- [Problem details]: Go through the material below and copy each line where the word "returned" appears.

___ Dataset records

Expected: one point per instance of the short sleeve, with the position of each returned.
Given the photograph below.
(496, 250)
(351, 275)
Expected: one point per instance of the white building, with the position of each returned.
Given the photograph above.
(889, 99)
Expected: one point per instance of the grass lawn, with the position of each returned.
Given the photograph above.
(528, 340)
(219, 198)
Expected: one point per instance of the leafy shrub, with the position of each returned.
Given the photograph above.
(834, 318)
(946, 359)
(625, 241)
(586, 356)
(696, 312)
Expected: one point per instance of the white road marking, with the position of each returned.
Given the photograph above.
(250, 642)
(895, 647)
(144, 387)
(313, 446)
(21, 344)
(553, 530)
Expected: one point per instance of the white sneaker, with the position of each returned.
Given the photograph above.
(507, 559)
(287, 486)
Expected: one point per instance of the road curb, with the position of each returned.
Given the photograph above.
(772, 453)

______
___ Dataset records

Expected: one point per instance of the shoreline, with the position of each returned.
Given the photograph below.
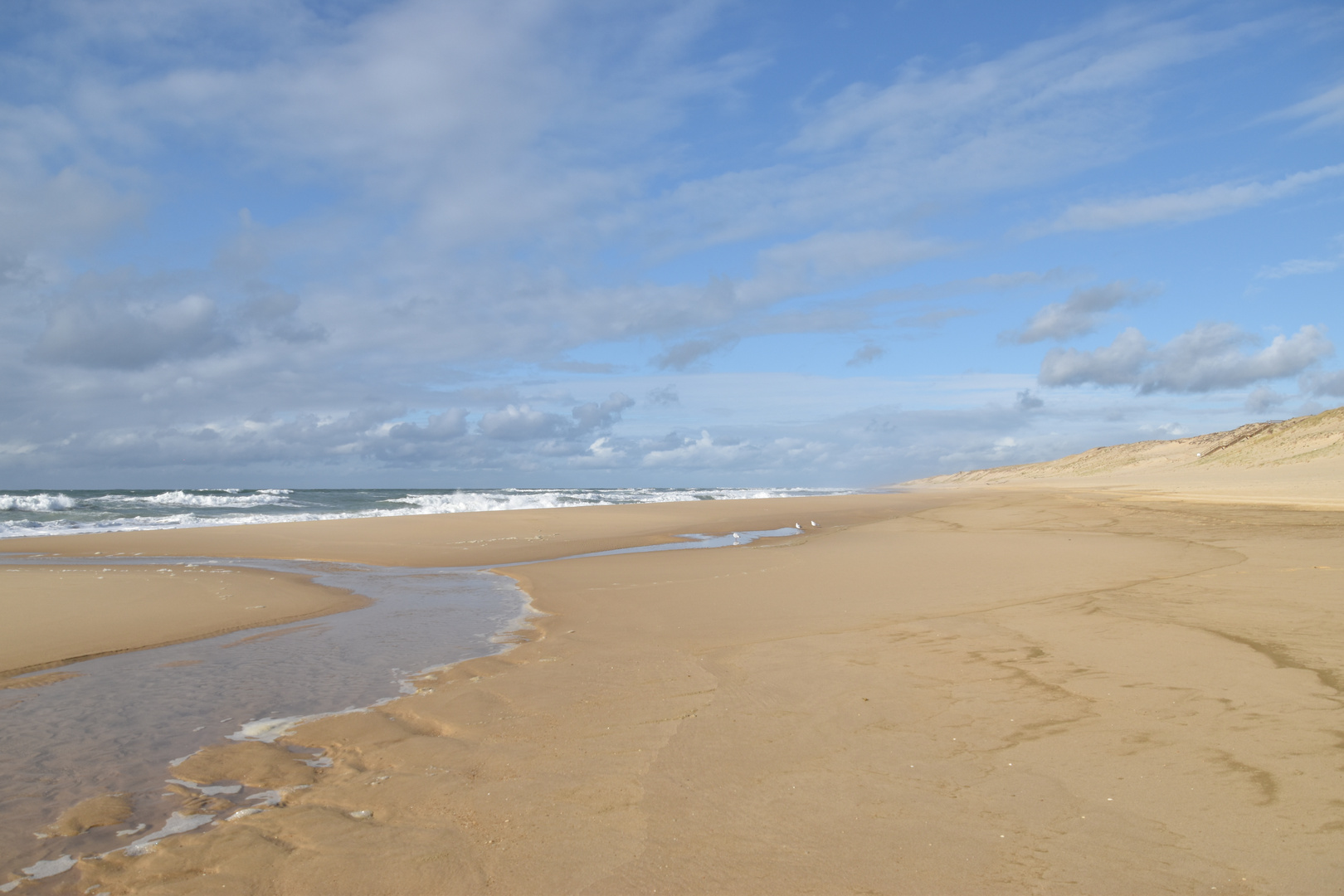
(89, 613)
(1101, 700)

______

- [Result for this exercise]:
Expected: one point per instance of the short sleeve, with the position of each returned.
Expected: one point per instance of the white building, with the position of each returned.
Expected: one point per instance of the grass lawn, with the position of each returned.
Expected: one point per instance of the leafy shrub, with the position of each returned.
Expected: one point per instance of the white road marking, with the position of each returned.
Expected: one point per instance of the white sneaker, with the position of each returned.
Expected: one point per instance of the road curb, with the position of each returned.
Expected: one point per instance of the shoreline, with the position of each returned.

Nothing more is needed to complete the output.